Requirement - Reproduce, unaltered, the line with "Please pick out the setting" along with every line that follows it in the records, up to the last.
________________________________________
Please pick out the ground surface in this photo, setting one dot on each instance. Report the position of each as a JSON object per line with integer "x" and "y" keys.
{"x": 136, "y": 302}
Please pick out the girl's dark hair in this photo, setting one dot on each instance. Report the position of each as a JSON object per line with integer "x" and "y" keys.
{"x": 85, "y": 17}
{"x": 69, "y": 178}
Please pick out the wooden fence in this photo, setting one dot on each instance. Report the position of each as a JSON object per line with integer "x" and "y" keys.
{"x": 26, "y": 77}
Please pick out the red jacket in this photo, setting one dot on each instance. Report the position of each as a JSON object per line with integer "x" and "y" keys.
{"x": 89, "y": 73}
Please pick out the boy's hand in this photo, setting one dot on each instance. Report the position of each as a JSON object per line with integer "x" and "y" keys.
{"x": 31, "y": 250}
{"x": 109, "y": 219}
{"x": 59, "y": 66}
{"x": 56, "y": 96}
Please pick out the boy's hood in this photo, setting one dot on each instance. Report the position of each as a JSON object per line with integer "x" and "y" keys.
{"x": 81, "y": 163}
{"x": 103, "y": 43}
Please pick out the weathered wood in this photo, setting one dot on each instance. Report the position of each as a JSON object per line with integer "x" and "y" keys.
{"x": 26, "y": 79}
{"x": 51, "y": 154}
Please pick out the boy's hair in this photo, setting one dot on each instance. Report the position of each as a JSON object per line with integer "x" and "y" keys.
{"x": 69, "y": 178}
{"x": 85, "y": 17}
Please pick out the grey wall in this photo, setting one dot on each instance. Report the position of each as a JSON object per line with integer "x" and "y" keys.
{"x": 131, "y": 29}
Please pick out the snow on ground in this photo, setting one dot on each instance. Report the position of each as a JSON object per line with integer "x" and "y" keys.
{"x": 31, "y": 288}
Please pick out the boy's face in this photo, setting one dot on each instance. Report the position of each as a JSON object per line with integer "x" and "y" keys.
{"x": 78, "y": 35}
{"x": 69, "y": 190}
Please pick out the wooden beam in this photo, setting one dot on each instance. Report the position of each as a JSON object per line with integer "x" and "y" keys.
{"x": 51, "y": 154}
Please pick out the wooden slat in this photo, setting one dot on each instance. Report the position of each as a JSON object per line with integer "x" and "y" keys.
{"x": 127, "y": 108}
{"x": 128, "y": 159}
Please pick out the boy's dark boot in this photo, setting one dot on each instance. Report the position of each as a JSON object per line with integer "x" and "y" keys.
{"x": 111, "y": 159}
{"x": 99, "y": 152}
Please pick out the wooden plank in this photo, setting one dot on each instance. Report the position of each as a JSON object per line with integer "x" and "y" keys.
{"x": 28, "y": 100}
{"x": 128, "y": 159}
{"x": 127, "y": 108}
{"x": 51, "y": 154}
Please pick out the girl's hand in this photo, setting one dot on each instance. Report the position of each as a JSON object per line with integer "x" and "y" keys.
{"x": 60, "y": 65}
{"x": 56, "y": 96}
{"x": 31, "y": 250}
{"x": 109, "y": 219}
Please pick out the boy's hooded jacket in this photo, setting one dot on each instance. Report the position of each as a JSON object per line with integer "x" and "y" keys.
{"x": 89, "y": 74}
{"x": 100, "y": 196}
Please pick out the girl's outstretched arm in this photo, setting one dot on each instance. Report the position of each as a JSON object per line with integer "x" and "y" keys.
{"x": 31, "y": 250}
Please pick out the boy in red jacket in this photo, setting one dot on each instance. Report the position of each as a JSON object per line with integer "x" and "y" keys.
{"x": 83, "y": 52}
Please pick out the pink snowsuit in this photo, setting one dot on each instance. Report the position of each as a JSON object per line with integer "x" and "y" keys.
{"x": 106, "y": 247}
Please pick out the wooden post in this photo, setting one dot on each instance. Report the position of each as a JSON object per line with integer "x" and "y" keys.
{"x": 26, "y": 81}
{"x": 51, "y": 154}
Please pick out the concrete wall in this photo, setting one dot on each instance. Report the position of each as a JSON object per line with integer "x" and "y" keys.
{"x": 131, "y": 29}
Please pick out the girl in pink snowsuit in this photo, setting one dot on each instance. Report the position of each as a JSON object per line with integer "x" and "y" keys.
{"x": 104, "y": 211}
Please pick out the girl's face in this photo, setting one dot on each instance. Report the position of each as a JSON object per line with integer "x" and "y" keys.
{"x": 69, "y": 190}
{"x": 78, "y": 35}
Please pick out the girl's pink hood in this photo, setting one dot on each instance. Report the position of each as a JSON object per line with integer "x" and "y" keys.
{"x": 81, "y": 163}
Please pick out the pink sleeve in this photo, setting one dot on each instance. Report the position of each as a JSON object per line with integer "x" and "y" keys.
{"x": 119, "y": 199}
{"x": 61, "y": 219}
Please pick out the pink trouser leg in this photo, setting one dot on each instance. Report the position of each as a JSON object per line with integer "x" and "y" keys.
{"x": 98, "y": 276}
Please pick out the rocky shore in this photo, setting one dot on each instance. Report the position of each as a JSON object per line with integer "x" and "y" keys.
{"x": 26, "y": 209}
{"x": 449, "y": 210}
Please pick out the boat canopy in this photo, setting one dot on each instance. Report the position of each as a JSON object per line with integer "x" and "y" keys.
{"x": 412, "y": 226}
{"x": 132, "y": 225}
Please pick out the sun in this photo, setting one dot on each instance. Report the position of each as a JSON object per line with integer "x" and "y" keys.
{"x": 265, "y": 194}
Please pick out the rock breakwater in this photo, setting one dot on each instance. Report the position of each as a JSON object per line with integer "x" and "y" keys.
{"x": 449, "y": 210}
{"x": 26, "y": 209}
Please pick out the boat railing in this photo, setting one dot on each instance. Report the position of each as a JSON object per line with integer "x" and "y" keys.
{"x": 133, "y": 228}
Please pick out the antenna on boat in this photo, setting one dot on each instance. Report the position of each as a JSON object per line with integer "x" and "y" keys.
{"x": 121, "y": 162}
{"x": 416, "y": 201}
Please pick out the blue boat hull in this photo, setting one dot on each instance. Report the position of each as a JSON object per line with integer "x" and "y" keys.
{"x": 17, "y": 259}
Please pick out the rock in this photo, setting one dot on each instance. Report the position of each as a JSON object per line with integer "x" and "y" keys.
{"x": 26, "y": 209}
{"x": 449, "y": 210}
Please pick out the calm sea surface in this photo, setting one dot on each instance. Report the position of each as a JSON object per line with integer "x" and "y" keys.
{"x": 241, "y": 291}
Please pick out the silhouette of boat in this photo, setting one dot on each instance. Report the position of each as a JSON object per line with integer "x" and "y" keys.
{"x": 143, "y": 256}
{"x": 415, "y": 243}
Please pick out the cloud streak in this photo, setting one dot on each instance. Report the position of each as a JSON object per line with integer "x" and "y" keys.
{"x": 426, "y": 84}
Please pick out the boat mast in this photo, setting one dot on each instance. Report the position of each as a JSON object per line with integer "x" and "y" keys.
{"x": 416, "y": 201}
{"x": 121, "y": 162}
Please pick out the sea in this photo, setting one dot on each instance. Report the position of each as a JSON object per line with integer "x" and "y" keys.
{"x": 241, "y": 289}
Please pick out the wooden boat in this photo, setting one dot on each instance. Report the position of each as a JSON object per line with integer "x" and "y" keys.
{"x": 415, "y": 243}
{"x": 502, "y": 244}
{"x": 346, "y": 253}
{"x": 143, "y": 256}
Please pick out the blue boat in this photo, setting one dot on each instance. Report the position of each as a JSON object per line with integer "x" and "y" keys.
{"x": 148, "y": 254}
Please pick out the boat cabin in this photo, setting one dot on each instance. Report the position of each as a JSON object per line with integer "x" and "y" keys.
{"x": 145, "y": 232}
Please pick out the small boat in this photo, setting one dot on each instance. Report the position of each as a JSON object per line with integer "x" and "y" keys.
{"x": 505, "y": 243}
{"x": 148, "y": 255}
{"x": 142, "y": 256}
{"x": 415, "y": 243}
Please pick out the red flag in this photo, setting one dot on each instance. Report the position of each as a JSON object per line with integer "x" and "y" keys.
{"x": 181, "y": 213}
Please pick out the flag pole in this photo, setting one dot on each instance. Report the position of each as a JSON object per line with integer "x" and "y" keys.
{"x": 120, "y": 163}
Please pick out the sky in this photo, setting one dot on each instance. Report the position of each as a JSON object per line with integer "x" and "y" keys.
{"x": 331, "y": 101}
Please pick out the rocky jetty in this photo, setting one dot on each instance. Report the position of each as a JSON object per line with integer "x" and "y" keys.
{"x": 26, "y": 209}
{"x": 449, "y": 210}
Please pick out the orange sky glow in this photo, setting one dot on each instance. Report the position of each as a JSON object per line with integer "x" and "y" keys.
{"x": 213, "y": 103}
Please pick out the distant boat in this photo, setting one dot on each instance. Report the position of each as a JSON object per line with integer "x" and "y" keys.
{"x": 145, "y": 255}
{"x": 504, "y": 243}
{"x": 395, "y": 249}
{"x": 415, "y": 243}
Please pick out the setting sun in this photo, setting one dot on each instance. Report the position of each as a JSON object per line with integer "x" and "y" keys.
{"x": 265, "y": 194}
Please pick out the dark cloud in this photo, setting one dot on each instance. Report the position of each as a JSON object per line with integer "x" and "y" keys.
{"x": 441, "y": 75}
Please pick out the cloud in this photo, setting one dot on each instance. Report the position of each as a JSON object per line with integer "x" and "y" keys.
________________________________________
Result for this exercise -
Please pick out the setting sun in this photo, setting one dot on each instance. Report the position of each as a JSON object per line with integer "x" and "y" keys.
{"x": 265, "y": 194}
Please pick out the dark cloud in this photo, setting one dot on each instance. Report the position of each as a JSON object per line with integer "x" and "y" keys.
{"x": 441, "y": 75}
Please pick out the cloud in this photo, setting one dot on each instance. Report the position of each as a JSON object per line with integer "x" and "y" keys.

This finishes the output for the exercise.